> [Data shown]:

* * *

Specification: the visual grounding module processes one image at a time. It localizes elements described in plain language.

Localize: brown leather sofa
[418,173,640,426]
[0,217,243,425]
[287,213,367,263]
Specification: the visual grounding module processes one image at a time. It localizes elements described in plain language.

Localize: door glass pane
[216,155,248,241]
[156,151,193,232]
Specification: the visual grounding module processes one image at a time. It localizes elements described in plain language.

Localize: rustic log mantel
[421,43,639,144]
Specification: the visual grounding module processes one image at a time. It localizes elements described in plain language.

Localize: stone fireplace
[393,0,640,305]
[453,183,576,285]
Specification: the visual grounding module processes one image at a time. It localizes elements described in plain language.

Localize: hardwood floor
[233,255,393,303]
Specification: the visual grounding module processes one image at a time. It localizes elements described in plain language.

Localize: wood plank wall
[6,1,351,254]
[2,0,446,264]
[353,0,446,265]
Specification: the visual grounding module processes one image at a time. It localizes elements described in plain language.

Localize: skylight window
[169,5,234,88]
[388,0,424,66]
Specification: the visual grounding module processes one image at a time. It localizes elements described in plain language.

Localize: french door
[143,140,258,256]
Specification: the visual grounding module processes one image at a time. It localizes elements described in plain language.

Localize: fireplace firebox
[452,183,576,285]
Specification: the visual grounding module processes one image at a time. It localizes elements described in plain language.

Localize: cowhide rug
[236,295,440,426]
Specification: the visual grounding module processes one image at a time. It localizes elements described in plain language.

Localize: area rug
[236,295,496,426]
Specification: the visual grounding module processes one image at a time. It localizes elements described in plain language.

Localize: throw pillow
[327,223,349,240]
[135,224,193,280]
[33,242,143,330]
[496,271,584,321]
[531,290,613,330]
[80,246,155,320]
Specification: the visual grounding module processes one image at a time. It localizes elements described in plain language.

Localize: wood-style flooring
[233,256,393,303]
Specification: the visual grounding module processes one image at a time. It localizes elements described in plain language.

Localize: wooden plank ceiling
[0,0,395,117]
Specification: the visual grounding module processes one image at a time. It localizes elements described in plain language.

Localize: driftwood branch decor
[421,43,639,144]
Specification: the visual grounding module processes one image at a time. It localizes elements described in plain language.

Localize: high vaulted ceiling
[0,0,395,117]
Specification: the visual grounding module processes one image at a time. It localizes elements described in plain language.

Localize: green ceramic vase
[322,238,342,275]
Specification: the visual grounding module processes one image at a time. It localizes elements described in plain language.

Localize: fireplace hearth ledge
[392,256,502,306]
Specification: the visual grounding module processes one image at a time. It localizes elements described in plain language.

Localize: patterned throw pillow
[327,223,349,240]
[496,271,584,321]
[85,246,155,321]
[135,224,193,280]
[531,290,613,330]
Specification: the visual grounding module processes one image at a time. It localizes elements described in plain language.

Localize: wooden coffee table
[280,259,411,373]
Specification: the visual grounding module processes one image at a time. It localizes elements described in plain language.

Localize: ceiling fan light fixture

* * *

Put every line of the items above into a numbered list, leaving out any blank lines.

1. Specification: the visual grounding module processes one image at a time. It localizes elements described in plain language.
2. Localize: brown leather sofa
3. [418,173,640,426]
4. [0,217,243,425]
5. [287,213,367,263]
6. Specification: the visual grounding module processes one image at a time. It localizes elements described in plain language.
7. Localize: door glass pane
8. [216,155,248,241]
9. [156,151,193,232]
10. Specification: the visual grounding module processes one image at a time. It localizes elements described in plain language.
11. Localize: rustic log mantel
12. [421,43,639,144]
13. Specification: the visual grounding module processes one image at a time. It localizes elements described in plain language.
14. Localize: stone fireplace
15. [393,0,640,305]
16. [453,183,576,285]
17. Specification: the visual grounding module processes one image at a time. It localizes elements described in plain language.
18. Localize: hardwood floor
19. [233,255,393,303]
20. Specification: the visual grounding module processes one image at a time. It localizes elements described in plain language.
21. Localize: wood plank wall
22. [6,1,351,254]
23. [2,0,446,264]
24. [353,0,446,265]
25. Specification: the visual grounding module processes one image at a time. It localizes elements described in plain language.
26. Localize: skylight window
27. [169,5,234,88]
28. [388,0,424,66]
29. Specification: the visual grounding module processes one image at a time. It localizes elements described in plain language.
30. Localize: french door
31. [143,140,258,256]
32. Specification: the visual grounding module processes one image at a time. It localizes elements described in plain language.
33. Localize: fireplace firebox
34. [452,183,576,285]
35. Specification: the visual grounding module processes one image at a time. It localizes elements described in plain language.
36. Localize: cowhide rug
37. [236,295,440,426]
38. Specification: the visual grounding module processes one image at a time. It localizes elements described in plain language.
39. Localize: area rug
40. [236,295,496,426]
41. Specification: the visual grounding module processes one image at a time. It localizes elements described in plain language.
42. Localize: throw pillow
43. [327,223,349,240]
44. [135,224,193,280]
45. [33,242,143,330]
46. [496,271,584,321]
47. [531,290,613,330]
48. [80,246,155,320]
49. Specification: the visual grounding module processes one image at a time. It localizes elements described in plain language.
50. Localize: wood-style flooring
51. [233,256,393,303]
52. Specification: the visual grounding module processes one image at a time. It localizes elements described in plain language.
53. Localize: wooden plank ceiling
54. [0,0,395,117]
55. Specification: the visual grounding module processes one image at a time. It localizes elements described in plain language.
56. Localize: driftwood branch decor
57. [421,43,639,144]
58. Specification: the visual grounding module processes one image at a time. It localizes elements described in plain language.
59. Localize: high vaulted ceiling
60. [0,0,395,117]
61. Specification: the visual grounding module processes one image at a time. It localizes elements described in plain language.
62. Localize: green ceramic vase
63. [322,238,342,275]
64. Specification: the visual grounding module processes one image at a time. It localizes elements described in plain language.
65. Localize: fireplace hearth ledge
66. [392,256,502,306]
67. Specification: the visual grounding module processes one image at a time. It localizes elements described in plain language.
68. Localize: patterned throw pillow
69. [327,223,349,240]
70. [496,271,584,321]
71. [85,246,155,321]
72. [135,224,193,280]
73. [531,290,613,330]
74. Specification: the visual grounding module processes one image at a time. It localizes elements described in plain language.
75. Localize: wooden coffee table
76. [280,259,411,373]
77. Specification: the visual grounding module processes one image at a time. It localizes elements described in plain language.
78. Localize: ceiling fan light fixture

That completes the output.